It could be also a dedicated new type of Set, which all the collection API. Maybe than with some features from tuples also?

Maybe it could be also something else I didn’t think of, like something in between the two mentioned possibilities.

I’m not sure what’s most feasible from the technical standpoint anyway. Also the mapping to Java isn’t clear. Maybe the compiler could generate somehow two things at once: In case the Scala enum extends Java’s Enum a hidden “values()” method, and in any case for regular use in Scala that .ValueSet object member on the enum.

While prove reading this, I noticed: Maybe this “EnumValueSet” is actually unneeded at all.

What if I could use some compiler generated $SomeEnumType.toSet or $SomeEnumType.toTuple methods to get directly the enum values as the specified data structure?

Such API looks very Scala-ish, returns nice and idiomatic data structures specific for a use-case, and this would avoid to create a new data type at all.

I can’t come up with some example where one wants to look at an “EnumValueSet” as a Set[$SomeEnumType] and a (EnumValue1, EnumValue2, <etc>) tuple at the same time. So maybe having just the two mentioned methods would be sufficient.

But than you had at least two methods to get the values of an enum… Each with a very specific use-case in mind (rich collection API vs. accessing very precise type information). Even likely simpler to implement this looks more involved when it comes to teaching / learning. Kind of back to square one. (At least you would get proper data types, instead of a mutable Array…)

Still I’m not sure about the value of a dedicated set-like data type which is able to carry exact type information about each of its elements. Is something like that useful outside of the “EnumValueSet” use-case? Like said, I couldn’t come up at all with any examples for the use of such data type. So maybe such a construct is overblown, and having two specific conversion methods for enums is pragmatic enough.

bjornregnell · October 12, 2024, 10:11am

I think the main use case of values() is iterating over simple enum values in order of their ordinal number so an immutable ArraySeq[Color] would be OK to cover that use case using a “nice and normal” immutable collection from the stdlib.

odersky · October 13, 2024, 7:25pm

We want to minimize the required set of the Scala library that needs to be there to support Scala, the language. An ArraySeq contains lots of operations and lots of superclasses. An Array’s definition is tiny by comparison. But An IArray would be better since we definitely do not want to mutate the values. The problem is that when enums where designed IArray did not exist yet.

mberndt · October 13, 2024, 8:08pm

Cool, are we going to switch varargs from Seq to Array too?

odersky · October 13, 2024, 8:43pm

Mapping varargs to Seq is a precedent, but not necessarily a good one. In retrospect these should also have been IArrays. This would have simplified so many things, in particular with respects to Java interop and also for performance. Anyway, making a questionable choice once is not a good reason for making it again.

bjornregnell · October 14, 2024, 3:45pm

From a learner and teacher perspective I am pretty glad that varargs is a “normal” immutable.Seq that behaves, i.e. has structural equality, don’t require class tag, has a nice toString, etc. If we would change varargs to an IArray that would create a strange exception from a learners perspective IMHO.

__GIVEN INFORMATION__.
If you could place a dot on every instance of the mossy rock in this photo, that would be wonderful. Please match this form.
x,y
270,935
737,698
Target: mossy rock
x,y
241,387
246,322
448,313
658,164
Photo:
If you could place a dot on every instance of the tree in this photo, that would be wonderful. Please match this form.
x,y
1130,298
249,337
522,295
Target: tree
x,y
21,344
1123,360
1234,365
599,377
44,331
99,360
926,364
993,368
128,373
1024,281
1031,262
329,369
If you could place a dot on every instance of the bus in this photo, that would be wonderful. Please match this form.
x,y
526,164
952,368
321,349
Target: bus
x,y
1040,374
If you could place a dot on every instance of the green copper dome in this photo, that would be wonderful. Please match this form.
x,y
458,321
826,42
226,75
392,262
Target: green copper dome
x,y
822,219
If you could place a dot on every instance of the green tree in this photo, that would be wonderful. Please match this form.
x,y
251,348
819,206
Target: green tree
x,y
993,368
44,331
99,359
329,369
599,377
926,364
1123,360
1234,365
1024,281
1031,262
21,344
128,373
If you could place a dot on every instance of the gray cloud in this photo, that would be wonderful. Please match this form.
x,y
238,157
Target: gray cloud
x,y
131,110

__REQUIRED TASK 1__. In the thread on Scala enums, what does odersky say would be better than an Array for holding enum values, given that the values should never be mutated?
__REQUIRED TASK 2__. Copy out the listing exactly, starting at the line with "of the gray" and going up to and including its final line.
The listing is unrelated to the thread on Scala enums.

__WRITTEN REPLY 1__. An IArray would be better.

__WRITTEN REPLY 2__.
If you could place a dot on every instance of the gray cloud in this photo, that would be wonderful. Please match this form.
x,y
238,157
Target: gray cloud
x,y
131,110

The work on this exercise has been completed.